TASK DIRECTIONS => Add 29 to every pixel coordinate number in the answers of the records below, and write out all the lines again, including the lines asking for each point.

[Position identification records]
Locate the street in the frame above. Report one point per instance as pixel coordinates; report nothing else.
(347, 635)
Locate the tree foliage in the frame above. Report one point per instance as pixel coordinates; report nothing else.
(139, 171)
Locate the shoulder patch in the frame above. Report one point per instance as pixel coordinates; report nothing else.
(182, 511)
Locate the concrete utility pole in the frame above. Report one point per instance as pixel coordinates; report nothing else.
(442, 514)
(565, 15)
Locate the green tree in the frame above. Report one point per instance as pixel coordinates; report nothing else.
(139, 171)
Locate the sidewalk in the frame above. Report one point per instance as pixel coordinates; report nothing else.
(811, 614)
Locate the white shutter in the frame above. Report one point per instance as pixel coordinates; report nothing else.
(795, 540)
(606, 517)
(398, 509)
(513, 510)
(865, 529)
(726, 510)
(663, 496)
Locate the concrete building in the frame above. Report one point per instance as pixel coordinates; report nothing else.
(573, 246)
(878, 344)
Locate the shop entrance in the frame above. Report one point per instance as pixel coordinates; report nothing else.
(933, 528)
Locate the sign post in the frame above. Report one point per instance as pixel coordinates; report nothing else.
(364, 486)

ANSWER BELOW =>
Locate the street in the frame above. Report one point per instance as pixel coordinates; report nothing else.
(376, 664)
Locate the tree foliage in the frame above. Report one point per instance as pixel coordinates; report nothing else.
(168, 200)
Locate the shoulder patch in the frame above. Report one point per instance as pixel coordinates; report nothing else.
(211, 540)
Locate the concrete utility pole in the frame above. Report one point per instance as pixel coordinates; report nothing else.
(471, 543)
(594, 44)
Locate the green tree in the frame above. Report one point per instance as pixel coordinates; report nothing else.
(168, 200)
Locate the sidewalk in the frame above. Report one point per instance as pixel coordinates; report nothing else.
(840, 643)
Locate the white shutter in the frame above. Report one point per instance as pixel coordinates; report nothing else.
(824, 569)
(635, 546)
(427, 538)
(542, 539)
(894, 558)
(755, 539)
(692, 525)
Locate the concrete building in the frame above. Report one point per instance as pixel coordinates; report nothing else.
(602, 275)
(907, 373)
Locate the shop entrance in the frame above. Report one point per instance as pixel coordinates; report nothing else.
(962, 557)
Locate the sign post in the frame above. Report one point per instance as pixel coordinates; report nothing else.
(393, 515)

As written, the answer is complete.